Passage to read —
-- Start --

# preparing rocks



## piranha 13 (Feb 16, 2003)

how do you prepare rocks for a tank? I used to boil them for 10 mins so that the heat would kill anything on the rocks. then i would scrub hem down.


----------



## SnowCichlid. (Jan 10, 2003)

sometimes boiling can cause the rock to explode or break...
... letting soak in hot water will also do.
...first test to see if teh rock would affect teh pH. do this by adding vinigar on the rock. If it fizzes tehn forget it.
after the rocks has been soaked and and scrubbed clean then it should be ready for the tank.
Keep a close eye on the water conditions and the fishes health for a little while. If nothing changes then you are set. Be ready to do ample water changes if not


----------



## piranha 13 (Feb 16, 2003)

ok that shouldn't be too hard


----------



## Judazzz (Jan 13, 2003)

Note that certain types of rock will alter your water perimeters!
For example, chalky rocks, like coral and limestone cause the tank water turn hard (higher pH), which can be bad for S. American freshwater fish (piranha's included!), because the water in their natural habitat is soft and acidic.


----------



## Sir Nathan XXI (Jan 29, 2003)

prior to boiling you should check for a few things, the pH as stated above, and whether it will effect your general water hardness in your tank, you would be suprised at how much a rock could change that. You can test that by placing the rock in a bucket for a few days and monitoring the hardness, or read up on what rocks will leach minerals into water, mostly rocks that are comprised of many minerals are the bad ones, I just cant remember the scientific name for them right now


----------



## RhomZilla (Feb 12, 2003)

-- End --

Record list —

-- Start --

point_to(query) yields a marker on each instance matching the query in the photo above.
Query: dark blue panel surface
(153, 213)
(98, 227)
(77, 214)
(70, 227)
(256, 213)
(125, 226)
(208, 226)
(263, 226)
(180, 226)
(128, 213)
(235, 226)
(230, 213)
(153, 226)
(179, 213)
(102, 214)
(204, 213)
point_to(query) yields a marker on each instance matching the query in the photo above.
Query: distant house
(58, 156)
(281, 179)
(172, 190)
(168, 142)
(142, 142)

-- End --

Exercise requirements —
A – In the thread on preparing rocks, what test does SnowCichlid. describe for checking whether a rock would affect pH?
B – Reproduce the rock-preparation thread from "ok that shouldn't" to "soft and acidic.".
C – List every distinct username that heads a post in the rock-preparation thread.

Complete answers —
A – Put vinegar on the rock; if it fizzes, don't use it.

B –
ok that shouldn't be too hard


----------



## Judazzz (Jan 13, 2003)

Note that certain types of rock will alter your water perimeters!
For example, chalky rocks, like coral and limestone cause the tank water turn hard (higher pH), which can be bad for S. American freshwater fish (piranha's included!), because the water in their natural habitat is soft and acidic.

C – piranha 13, SnowCichlid., Judazzz, Sir Nathan XXI, RhomZilla